*OBJECTIVE*. Reproduce the album review between "2. Parking Cars" and "And Today’ sleeve?)", inclusive, swapping "electric piano" for "synthesizer".

*READING PASSAGE*.
Tag Archives: live

The Scissors : Look Good In Cheap Clothes, LP released December 2018

This excellent third full-length LP from Cambridge four-piece The Scissors pushes their sound into new territory musically and features words and ideas that chime with modern day concerns…

1. Plug Me In Kicking off with a chord from the soundtrack of a western, the sinister guitar of the verses is balanced by the organ-drenched chorus and it all ends very abruptly.

2. Parking Cars More of a rocker, driven by a pulsing bass riff. Not sure how the title line fits in but it is certainly catchy ‘…parking cars…you got to do it right…’

3. Death Engineer A moody song about built-in obsolescence, suggesting that it is the responsibility of the title character. Around this lyrical resignation a Doors-sounding electric piano and rolling cymbals ominously threaten.

4. Look Good In Cheap Clothes A surreal monologue, spoken by frontman Stewart Harris as the band play freely with the structures and sonic textures. This is a companion to the disturbing artwork of the album front cover (which itself brings to mind the notorious Beatles ‘Yesterday And Today’ sleeve?)

*Image entries for named regions*.

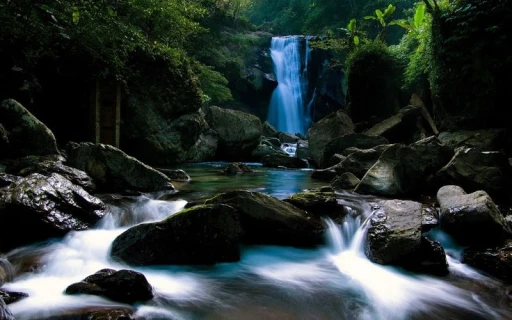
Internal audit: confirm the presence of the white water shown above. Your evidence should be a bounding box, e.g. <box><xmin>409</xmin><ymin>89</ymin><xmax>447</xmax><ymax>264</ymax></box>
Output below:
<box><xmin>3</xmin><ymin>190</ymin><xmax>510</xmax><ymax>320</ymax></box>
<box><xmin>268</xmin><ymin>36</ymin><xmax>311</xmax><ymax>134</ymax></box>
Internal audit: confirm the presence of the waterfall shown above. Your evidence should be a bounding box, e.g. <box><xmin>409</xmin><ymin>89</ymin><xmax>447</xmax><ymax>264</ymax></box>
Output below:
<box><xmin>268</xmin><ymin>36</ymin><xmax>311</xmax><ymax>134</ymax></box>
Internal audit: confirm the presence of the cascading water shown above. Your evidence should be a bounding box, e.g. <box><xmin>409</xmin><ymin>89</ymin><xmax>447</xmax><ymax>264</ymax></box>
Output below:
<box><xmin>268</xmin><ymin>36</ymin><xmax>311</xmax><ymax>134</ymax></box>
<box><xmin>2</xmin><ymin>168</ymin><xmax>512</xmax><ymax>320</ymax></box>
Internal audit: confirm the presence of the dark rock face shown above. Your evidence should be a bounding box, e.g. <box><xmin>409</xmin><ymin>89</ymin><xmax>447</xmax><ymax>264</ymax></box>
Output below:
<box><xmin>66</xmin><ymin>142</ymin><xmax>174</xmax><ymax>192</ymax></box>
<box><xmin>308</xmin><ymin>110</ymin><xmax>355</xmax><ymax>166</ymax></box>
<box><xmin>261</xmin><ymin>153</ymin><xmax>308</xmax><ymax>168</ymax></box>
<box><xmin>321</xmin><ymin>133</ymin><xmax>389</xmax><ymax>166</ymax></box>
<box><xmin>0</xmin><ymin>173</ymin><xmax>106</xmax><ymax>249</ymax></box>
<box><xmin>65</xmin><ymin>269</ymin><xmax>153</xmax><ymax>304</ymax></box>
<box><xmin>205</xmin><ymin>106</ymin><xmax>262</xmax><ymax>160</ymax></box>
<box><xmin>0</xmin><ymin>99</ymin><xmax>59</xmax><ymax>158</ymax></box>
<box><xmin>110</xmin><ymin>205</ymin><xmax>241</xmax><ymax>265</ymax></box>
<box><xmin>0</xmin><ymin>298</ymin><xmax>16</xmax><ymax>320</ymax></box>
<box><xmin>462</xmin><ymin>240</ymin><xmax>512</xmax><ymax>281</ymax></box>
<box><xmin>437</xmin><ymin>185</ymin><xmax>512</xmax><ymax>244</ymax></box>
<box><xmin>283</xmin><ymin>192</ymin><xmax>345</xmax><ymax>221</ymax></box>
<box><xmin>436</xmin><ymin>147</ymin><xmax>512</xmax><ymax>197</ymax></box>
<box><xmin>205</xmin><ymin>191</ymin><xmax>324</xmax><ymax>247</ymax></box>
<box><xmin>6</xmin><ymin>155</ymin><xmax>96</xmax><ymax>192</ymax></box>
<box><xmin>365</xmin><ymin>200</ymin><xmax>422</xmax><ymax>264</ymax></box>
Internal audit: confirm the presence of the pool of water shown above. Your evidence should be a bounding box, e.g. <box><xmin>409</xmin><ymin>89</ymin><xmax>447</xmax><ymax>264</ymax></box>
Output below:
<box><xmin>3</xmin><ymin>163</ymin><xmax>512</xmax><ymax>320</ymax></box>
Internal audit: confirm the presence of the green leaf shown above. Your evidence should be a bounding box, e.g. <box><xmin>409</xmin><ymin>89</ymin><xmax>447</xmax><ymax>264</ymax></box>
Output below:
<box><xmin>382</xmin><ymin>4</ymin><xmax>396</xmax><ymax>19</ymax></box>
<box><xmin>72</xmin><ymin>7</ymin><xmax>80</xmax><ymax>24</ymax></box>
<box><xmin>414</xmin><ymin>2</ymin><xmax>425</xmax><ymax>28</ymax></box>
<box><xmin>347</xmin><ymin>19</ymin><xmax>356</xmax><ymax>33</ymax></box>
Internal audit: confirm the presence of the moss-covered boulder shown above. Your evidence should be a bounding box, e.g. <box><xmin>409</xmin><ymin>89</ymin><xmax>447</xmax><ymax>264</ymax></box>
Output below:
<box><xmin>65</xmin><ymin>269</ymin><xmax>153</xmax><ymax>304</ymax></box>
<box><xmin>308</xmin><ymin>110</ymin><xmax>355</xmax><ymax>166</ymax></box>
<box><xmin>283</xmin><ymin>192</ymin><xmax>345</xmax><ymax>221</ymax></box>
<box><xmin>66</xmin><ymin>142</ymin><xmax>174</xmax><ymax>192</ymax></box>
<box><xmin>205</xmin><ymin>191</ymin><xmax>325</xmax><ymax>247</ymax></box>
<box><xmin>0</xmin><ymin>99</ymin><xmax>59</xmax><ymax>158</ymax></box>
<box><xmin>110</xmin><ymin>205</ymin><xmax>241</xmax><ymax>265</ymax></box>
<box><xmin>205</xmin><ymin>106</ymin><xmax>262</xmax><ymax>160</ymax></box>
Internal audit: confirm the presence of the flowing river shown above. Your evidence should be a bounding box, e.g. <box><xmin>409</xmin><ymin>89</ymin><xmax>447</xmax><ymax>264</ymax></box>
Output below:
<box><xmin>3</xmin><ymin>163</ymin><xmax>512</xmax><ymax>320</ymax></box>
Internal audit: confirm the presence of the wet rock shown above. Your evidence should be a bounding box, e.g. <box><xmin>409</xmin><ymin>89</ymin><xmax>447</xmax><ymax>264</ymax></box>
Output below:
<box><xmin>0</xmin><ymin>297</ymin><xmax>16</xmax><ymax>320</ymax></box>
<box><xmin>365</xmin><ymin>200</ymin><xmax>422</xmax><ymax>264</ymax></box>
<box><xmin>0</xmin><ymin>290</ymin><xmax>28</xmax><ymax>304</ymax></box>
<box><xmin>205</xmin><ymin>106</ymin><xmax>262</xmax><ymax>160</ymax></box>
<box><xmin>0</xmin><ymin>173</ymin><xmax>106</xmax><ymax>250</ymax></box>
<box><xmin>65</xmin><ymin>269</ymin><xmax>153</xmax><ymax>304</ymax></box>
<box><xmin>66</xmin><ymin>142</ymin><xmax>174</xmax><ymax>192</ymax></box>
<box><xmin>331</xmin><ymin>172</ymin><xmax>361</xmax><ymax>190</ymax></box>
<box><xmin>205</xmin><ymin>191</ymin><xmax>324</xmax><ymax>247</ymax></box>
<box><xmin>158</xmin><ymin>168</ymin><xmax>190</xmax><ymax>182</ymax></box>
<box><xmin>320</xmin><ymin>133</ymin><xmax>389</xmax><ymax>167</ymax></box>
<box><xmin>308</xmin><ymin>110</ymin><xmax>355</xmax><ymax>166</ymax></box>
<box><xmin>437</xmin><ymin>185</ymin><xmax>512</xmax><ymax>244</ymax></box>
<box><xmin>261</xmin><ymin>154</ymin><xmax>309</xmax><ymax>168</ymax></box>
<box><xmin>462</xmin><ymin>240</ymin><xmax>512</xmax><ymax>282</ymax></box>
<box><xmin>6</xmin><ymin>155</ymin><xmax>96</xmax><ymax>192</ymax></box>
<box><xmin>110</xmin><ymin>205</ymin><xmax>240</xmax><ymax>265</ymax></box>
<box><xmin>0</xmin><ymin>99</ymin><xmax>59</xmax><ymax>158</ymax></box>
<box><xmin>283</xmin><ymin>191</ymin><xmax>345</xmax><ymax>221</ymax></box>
==
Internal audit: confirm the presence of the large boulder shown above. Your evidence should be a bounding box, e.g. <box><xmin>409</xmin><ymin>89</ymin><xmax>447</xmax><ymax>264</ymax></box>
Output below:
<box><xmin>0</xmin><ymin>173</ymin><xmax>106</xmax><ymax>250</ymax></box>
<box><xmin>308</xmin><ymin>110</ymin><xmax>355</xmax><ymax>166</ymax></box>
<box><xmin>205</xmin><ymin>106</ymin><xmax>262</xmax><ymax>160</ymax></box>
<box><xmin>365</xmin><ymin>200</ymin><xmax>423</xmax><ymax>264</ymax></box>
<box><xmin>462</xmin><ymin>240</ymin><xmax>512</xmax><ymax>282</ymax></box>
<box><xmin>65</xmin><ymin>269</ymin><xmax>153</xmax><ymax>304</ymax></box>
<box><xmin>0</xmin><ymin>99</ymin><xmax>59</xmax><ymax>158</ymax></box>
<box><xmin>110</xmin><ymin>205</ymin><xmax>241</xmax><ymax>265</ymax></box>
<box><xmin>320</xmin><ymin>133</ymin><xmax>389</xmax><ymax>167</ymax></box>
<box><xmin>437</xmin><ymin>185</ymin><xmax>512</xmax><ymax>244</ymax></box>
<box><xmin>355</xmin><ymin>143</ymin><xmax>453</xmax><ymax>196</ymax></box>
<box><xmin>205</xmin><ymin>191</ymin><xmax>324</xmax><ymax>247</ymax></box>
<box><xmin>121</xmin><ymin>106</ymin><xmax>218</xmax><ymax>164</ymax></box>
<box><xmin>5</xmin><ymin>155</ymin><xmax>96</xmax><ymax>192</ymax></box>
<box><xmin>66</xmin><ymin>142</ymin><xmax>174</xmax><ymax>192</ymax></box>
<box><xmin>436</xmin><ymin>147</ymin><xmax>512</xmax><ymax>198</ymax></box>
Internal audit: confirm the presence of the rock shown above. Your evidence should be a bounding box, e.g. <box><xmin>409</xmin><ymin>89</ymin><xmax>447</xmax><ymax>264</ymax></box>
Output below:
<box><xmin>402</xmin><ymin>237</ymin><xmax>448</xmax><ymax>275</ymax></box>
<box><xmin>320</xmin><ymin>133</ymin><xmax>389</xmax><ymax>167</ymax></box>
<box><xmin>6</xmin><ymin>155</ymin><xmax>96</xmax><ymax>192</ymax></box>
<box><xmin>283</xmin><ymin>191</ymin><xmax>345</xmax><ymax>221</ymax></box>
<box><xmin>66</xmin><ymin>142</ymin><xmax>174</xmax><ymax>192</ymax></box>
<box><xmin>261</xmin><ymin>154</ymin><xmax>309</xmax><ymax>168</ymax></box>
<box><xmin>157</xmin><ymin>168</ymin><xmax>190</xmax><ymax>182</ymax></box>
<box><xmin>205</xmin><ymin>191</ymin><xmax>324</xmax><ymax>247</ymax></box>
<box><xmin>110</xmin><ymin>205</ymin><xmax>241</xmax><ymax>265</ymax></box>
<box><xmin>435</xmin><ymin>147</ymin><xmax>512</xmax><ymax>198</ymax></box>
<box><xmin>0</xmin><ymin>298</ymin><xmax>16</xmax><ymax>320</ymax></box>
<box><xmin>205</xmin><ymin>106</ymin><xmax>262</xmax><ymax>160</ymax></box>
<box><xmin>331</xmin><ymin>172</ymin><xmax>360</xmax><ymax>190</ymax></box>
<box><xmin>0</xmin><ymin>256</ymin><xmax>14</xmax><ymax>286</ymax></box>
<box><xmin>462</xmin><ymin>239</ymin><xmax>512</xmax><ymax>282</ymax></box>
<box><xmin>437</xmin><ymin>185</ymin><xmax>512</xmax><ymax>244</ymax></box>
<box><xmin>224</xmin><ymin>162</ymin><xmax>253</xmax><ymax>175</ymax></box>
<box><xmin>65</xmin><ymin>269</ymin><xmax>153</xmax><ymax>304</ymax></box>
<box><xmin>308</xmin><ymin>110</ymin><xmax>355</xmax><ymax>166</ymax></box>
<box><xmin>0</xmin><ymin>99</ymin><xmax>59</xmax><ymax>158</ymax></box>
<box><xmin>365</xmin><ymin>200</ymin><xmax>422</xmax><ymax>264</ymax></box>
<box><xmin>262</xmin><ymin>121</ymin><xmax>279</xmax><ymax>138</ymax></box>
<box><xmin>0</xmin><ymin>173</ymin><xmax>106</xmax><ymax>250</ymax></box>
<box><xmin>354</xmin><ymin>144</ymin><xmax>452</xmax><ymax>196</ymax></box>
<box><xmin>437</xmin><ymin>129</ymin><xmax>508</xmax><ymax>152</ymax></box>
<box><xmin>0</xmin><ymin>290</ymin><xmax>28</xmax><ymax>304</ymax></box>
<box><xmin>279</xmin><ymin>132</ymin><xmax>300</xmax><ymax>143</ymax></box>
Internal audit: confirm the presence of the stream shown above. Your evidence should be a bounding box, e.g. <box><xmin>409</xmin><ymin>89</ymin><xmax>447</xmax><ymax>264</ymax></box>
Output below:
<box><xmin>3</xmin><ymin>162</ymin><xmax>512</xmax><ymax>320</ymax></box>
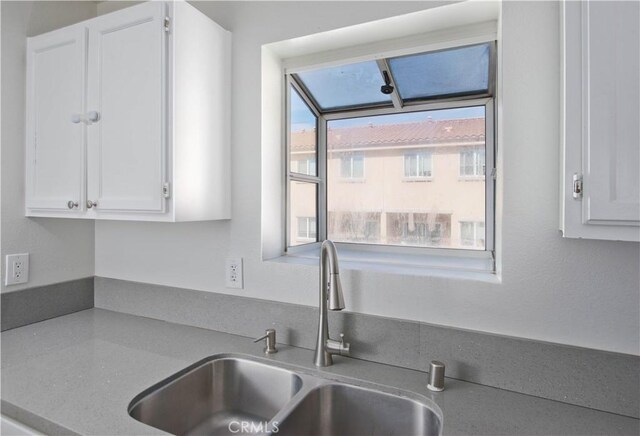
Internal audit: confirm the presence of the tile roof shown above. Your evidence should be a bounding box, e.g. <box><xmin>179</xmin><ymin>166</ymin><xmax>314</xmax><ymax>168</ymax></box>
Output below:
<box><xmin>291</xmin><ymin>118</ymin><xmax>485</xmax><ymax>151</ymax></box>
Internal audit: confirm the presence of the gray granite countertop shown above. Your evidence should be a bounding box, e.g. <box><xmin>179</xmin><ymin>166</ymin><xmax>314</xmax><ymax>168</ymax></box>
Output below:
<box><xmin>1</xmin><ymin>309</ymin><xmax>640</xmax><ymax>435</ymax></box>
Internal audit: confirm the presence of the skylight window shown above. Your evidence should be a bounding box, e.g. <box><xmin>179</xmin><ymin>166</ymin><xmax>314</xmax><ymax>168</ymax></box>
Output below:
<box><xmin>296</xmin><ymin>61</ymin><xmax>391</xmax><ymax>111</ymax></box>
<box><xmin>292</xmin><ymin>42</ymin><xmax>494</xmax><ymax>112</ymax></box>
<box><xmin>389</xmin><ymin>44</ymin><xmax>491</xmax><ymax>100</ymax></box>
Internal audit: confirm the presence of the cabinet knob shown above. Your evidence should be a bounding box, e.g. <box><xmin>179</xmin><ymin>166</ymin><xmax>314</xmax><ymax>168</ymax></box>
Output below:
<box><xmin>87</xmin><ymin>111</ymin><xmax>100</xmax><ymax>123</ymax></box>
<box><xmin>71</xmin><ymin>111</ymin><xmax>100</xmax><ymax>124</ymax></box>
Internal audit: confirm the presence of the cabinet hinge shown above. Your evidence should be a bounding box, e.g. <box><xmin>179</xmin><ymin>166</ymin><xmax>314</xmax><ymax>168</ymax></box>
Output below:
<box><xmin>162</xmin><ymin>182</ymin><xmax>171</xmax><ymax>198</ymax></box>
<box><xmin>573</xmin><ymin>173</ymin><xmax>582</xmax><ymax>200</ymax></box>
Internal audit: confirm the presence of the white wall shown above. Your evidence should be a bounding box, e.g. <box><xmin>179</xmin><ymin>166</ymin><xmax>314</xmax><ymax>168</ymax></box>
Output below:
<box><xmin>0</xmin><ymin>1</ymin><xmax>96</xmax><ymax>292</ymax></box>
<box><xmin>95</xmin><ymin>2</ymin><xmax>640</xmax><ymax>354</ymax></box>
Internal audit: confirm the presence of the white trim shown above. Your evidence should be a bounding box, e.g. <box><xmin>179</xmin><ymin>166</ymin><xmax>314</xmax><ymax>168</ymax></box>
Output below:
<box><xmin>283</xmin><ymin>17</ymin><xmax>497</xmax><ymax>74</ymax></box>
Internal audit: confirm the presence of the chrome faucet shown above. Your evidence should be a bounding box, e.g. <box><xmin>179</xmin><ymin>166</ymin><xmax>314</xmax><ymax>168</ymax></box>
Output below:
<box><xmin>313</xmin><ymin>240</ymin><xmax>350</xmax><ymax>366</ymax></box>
* * *
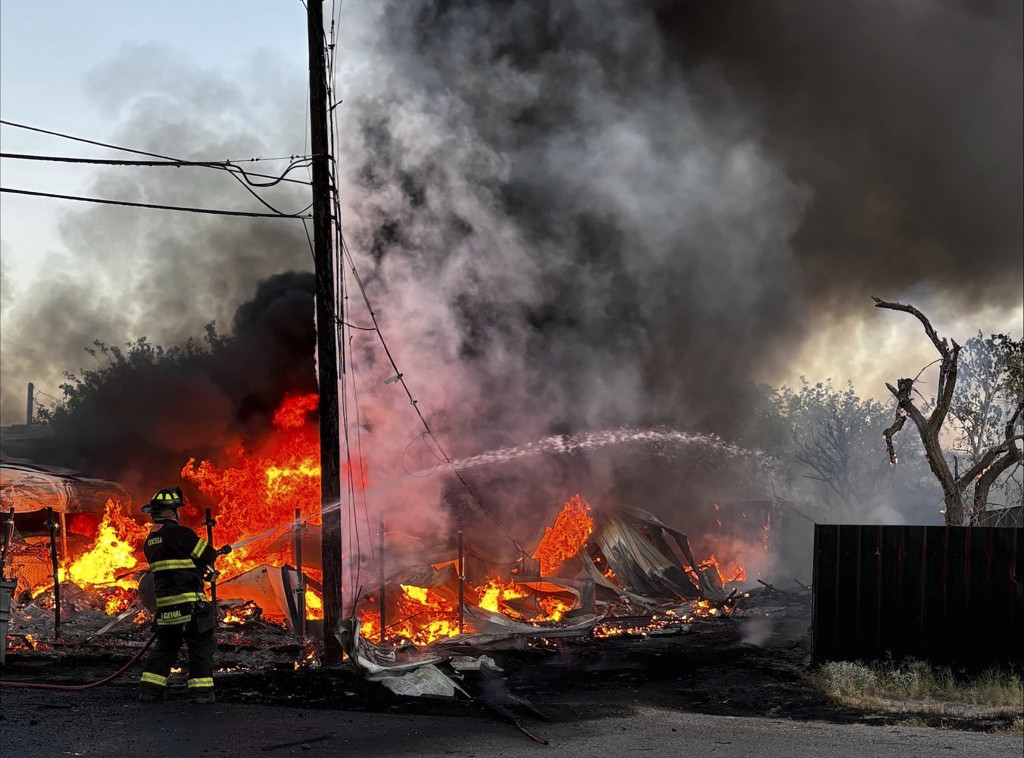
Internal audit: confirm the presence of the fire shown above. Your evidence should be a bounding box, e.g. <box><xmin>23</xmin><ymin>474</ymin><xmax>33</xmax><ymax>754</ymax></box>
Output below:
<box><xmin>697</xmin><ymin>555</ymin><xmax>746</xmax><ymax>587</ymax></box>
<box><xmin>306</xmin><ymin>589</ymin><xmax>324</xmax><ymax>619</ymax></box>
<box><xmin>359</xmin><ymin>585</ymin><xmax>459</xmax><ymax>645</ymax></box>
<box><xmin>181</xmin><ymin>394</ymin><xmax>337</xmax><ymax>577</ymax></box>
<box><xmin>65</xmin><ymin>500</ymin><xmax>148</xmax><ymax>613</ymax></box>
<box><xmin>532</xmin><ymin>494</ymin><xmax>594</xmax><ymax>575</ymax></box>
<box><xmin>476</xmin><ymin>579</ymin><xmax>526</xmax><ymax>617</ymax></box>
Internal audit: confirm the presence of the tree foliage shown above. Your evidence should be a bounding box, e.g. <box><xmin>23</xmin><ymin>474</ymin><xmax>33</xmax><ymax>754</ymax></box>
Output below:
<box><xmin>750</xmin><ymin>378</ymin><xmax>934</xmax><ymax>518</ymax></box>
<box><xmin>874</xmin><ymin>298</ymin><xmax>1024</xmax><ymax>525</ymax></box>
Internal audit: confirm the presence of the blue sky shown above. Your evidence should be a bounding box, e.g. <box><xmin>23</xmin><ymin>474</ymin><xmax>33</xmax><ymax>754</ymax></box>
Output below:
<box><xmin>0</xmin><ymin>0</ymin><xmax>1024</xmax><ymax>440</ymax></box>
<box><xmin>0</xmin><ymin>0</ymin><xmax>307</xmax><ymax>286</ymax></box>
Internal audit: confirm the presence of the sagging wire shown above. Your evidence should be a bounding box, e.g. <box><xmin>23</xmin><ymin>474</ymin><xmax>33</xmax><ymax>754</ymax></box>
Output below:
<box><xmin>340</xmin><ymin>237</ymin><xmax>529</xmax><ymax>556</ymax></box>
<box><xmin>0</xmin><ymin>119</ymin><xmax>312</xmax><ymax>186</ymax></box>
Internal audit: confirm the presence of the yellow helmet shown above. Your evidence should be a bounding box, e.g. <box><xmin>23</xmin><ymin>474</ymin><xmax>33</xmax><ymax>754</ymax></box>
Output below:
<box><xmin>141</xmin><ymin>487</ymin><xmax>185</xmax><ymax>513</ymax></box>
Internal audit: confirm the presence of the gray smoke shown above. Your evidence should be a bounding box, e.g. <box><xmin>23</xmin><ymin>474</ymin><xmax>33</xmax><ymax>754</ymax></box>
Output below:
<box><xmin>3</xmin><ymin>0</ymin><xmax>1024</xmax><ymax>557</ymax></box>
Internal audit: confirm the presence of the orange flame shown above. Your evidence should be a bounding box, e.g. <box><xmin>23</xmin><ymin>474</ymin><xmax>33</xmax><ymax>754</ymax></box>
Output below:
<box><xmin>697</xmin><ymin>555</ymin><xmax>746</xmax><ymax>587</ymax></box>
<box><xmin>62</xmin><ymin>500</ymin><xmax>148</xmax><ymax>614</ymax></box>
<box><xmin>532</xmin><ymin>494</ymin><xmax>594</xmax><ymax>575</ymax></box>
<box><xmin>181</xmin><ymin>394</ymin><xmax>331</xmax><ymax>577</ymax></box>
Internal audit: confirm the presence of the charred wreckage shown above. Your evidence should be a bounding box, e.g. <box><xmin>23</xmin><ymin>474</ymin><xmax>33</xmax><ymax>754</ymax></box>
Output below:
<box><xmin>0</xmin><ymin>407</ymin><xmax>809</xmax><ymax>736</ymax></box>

*RESPONSE*.
2. Parking Cars More of a rocker, driven by a pulsing bass riff. Not sure how the title line fits in but it is certainly catchy ‘…parking cars…you got to do it right…’

3. Death Engineer A moody song about built-in obsolescence, suggesting that it is the responsibility of the title character. Around this lyrical resignation a Doors-sounding synthesizer and rolling cymbals ominously threaten.

4. Look Good In Cheap Clothes A surreal monologue, spoken by frontman Stewart Harris as the band play freely with the structures and sonic textures. This is a companion to the disturbing artwork of the album front cover (which itself brings to mind the notorious Beatles ‘Yesterday And Today’ sleeve?)